* [Problem to solve] Which of the lines below contain the string "sculpture", with case counting? Copy every one of them.

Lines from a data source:

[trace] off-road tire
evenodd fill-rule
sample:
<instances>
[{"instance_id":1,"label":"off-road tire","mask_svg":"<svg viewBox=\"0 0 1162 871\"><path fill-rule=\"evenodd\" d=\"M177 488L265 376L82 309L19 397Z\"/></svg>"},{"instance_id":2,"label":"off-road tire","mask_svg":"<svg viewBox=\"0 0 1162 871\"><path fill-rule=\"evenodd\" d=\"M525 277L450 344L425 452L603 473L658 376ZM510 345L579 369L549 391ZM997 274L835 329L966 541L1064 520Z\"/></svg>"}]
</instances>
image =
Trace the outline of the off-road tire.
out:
---
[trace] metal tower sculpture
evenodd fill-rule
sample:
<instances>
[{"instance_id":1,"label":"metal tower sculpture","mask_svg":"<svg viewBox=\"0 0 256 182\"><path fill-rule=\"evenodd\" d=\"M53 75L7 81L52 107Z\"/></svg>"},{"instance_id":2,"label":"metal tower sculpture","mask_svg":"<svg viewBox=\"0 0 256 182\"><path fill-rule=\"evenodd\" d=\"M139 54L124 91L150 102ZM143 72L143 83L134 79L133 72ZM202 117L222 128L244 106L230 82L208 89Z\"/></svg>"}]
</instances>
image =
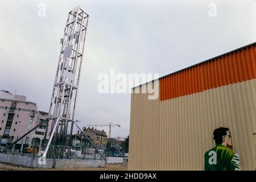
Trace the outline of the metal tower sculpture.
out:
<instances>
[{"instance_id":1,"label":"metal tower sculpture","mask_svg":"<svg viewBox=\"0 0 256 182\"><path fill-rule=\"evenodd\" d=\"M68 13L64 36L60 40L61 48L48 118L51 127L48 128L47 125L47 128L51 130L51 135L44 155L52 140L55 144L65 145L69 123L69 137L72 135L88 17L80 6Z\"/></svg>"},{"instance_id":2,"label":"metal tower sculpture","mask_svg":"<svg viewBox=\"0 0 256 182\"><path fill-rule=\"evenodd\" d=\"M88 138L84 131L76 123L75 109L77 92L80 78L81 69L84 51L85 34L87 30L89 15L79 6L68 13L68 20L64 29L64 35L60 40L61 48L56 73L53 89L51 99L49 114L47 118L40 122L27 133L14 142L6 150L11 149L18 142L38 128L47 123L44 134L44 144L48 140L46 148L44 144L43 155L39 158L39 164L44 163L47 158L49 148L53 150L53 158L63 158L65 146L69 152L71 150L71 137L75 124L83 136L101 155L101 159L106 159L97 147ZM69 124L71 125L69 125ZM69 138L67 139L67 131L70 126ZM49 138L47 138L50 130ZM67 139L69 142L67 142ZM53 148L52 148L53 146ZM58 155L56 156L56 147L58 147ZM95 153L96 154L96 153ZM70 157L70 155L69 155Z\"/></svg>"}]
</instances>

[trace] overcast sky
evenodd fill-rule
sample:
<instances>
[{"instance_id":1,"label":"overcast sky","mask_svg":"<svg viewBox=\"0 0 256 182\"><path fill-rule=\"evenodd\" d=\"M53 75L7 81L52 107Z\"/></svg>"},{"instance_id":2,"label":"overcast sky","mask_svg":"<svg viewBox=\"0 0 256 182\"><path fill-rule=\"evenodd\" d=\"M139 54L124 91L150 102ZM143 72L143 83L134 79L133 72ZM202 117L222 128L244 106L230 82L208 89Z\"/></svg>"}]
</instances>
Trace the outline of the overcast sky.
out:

* [The completed task]
[trace] metal tower sculpture
[{"instance_id":1,"label":"metal tower sculpture","mask_svg":"<svg viewBox=\"0 0 256 182\"><path fill-rule=\"evenodd\" d=\"M53 75L7 81L52 107Z\"/></svg>"},{"instance_id":2,"label":"metal tower sculpture","mask_svg":"<svg viewBox=\"0 0 256 182\"><path fill-rule=\"evenodd\" d=\"M139 54L124 91L150 102ZM143 72L143 83L134 79L133 72ZM202 117L222 128L244 106L230 82L208 89Z\"/></svg>"}]
Trace the outline of the metal tower sculpture.
[{"instance_id":1,"label":"metal tower sculpture","mask_svg":"<svg viewBox=\"0 0 256 182\"><path fill-rule=\"evenodd\" d=\"M68 13L64 36L60 40L61 48L48 118L51 127L48 128L47 125L47 128L51 130L51 135L44 155L52 140L55 144L65 145L69 123L69 137L72 135L88 17L80 6Z\"/></svg>"},{"instance_id":2,"label":"metal tower sculpture","mask_svg":"<svg viewBox=\"0 0 256 182\"><path fill-rule=\"evenodd\" d=\"M88 138L84 131L76 123L75 109L77 92L80 78L81 69L84 51L85 34L87 30L89 15L79 6L68 13L68 20L64 29L64 35L60 40L61 48L56 73L53 89L51 99L49 114L47 118L40 122L27 133L14 142L6 150L11 149L18 142L38 128L47 123L44 134L44 144L48 140L46 148L44 144L43 155L39 158L39 164L44 163L47 158L49 148L53 150L53 158L63 158L65 146L69 152L71 150L71 137L75 124L83 136L101 155L101 159L106 159L97 147ZM69 124L71 125L69 125ZM69 138L67 139L67 131L70 126ZM49 138L47 138L50 130ZM67 139L69 142L67 142ZM53 148L52 148L53 146ZM58 155L56 156L56 147L58 147ZM95 153L96 154L96 153ZM70 157L70 155L69 155Z\"/></svg>"}]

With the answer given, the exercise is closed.